## Given task
Copy out only the data starting with the line with "[trace] black pickup truck -> outlines" and going on through the line with "103L25 104L15 108L14", substituting "delivery van" for "pickup truck" and leaving everything else unchanged.

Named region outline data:

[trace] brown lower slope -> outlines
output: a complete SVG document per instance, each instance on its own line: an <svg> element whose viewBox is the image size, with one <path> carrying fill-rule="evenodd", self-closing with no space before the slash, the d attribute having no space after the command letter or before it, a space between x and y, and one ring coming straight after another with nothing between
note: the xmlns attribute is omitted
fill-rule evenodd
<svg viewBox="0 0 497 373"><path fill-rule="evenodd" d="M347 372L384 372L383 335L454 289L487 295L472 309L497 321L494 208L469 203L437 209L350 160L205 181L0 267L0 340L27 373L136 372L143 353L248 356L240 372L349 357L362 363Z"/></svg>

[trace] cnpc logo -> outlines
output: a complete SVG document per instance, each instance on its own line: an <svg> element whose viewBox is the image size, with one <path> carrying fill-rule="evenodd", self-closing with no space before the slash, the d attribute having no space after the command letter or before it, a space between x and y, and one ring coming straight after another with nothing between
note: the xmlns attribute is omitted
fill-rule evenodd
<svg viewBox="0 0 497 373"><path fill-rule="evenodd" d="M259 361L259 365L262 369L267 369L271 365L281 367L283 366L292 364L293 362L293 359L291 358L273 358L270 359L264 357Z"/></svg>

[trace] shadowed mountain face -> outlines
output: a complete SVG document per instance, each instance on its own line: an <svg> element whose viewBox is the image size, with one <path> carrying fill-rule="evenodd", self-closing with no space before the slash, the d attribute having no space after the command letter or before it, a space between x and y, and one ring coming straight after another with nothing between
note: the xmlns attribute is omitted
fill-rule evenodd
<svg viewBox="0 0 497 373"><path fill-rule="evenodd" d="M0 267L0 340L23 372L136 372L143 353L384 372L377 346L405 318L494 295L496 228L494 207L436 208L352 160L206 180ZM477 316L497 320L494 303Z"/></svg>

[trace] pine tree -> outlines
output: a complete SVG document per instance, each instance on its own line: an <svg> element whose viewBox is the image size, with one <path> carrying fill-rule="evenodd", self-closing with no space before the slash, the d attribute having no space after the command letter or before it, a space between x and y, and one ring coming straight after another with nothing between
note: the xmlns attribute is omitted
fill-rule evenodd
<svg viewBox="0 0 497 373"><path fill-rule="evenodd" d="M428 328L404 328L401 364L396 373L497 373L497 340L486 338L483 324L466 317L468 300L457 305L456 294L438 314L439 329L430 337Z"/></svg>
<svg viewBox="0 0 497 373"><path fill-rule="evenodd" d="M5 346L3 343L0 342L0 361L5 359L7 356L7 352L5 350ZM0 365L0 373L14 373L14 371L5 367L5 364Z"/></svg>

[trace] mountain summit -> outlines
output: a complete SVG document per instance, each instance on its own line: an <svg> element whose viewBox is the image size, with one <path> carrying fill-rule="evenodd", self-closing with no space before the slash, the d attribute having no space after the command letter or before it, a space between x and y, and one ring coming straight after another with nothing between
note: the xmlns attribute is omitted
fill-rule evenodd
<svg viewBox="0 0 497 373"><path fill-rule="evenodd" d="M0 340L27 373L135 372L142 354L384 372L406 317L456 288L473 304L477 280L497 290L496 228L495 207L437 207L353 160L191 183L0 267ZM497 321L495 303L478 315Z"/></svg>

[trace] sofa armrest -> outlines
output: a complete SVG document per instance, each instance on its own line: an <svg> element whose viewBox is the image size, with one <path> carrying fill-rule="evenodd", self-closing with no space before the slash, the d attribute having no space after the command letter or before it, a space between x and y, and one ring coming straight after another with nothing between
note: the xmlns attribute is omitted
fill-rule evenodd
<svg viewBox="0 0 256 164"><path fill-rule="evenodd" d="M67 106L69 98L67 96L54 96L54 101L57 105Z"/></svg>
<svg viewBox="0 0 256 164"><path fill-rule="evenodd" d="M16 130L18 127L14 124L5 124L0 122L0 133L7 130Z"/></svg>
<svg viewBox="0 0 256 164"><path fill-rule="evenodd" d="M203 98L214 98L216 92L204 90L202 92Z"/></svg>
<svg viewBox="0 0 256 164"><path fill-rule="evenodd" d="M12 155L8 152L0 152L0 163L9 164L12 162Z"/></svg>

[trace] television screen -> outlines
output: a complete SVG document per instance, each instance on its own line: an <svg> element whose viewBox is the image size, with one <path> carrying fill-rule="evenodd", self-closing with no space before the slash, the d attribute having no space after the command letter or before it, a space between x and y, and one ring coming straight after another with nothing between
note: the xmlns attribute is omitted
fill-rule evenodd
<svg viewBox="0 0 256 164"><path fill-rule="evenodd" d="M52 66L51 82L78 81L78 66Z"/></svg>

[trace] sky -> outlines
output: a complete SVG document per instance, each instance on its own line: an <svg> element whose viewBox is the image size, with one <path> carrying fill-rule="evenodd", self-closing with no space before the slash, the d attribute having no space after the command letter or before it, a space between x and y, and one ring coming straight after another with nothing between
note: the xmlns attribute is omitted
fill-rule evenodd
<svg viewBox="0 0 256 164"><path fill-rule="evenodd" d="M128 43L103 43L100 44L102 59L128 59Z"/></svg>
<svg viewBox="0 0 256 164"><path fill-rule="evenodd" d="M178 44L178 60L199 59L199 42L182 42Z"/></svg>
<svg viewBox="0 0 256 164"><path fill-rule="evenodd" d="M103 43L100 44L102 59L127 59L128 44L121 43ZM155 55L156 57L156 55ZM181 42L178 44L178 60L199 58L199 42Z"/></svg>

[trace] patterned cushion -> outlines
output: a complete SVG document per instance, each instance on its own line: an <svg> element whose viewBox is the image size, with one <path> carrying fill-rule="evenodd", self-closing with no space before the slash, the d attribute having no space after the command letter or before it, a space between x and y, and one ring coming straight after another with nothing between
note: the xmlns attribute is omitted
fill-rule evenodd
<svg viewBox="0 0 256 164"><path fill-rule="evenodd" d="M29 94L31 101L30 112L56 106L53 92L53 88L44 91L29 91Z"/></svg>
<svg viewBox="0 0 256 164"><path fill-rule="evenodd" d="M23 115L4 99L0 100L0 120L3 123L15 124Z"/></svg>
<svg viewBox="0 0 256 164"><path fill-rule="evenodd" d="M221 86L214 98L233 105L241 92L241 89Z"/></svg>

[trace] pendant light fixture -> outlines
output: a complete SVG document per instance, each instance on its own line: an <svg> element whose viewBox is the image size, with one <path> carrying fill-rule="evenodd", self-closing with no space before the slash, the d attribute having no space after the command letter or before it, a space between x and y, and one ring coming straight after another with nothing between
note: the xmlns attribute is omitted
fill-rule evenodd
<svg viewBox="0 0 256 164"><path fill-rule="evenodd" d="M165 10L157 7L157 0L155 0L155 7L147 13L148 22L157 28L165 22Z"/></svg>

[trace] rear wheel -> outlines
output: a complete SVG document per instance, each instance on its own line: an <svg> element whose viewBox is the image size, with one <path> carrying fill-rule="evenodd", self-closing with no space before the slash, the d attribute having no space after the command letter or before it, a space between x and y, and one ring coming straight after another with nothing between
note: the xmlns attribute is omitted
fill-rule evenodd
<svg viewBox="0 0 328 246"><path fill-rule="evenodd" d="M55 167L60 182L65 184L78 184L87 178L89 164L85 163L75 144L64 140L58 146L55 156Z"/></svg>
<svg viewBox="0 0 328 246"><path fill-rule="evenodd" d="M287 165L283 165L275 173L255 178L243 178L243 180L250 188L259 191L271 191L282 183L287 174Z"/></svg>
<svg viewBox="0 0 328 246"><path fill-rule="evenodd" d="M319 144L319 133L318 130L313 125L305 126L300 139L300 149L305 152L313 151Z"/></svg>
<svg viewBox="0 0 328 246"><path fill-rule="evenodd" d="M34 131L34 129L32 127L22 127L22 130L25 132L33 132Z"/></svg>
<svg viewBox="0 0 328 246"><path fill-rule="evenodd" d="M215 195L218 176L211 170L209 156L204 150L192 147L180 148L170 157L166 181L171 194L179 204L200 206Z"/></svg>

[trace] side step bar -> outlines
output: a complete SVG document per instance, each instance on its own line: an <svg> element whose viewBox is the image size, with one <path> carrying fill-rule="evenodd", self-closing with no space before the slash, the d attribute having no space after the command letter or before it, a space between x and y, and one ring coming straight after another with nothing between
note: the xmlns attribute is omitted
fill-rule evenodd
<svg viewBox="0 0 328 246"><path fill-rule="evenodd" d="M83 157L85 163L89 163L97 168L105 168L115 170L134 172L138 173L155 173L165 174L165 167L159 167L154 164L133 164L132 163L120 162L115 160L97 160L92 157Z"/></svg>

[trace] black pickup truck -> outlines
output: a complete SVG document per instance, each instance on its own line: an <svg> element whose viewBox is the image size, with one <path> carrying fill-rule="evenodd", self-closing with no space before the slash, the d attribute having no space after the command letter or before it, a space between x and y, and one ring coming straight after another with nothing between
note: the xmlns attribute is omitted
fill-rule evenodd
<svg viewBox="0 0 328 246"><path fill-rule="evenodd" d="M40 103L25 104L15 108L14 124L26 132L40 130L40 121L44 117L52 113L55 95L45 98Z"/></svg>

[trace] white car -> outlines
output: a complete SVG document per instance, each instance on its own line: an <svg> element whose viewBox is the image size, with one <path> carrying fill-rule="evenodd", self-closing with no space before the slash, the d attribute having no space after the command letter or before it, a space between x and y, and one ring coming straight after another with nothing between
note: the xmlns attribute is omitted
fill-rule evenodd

## Task solution
[trace] black delivery van -> outlines
output: a complete SVG document per instance, each instance on its own line: an <svg> element whose viewBox is the image size, with one <path> carrying fill-rule="evenodd", self-closing with no space before the slash, the d attribute having no space after the command letter or before it, a space between x and y, and one ring coming straight after another with nothing between
note: the xmlns attribute is omitted
fill-rule evenodd
<svg viewBox="0 0 328 246"><path fill-rule="evenodd" d="M40 103L25 104L15 108L14 124L26 132L40 130L40 121L44 117L52 113L55 95L45 98Z"/></svg>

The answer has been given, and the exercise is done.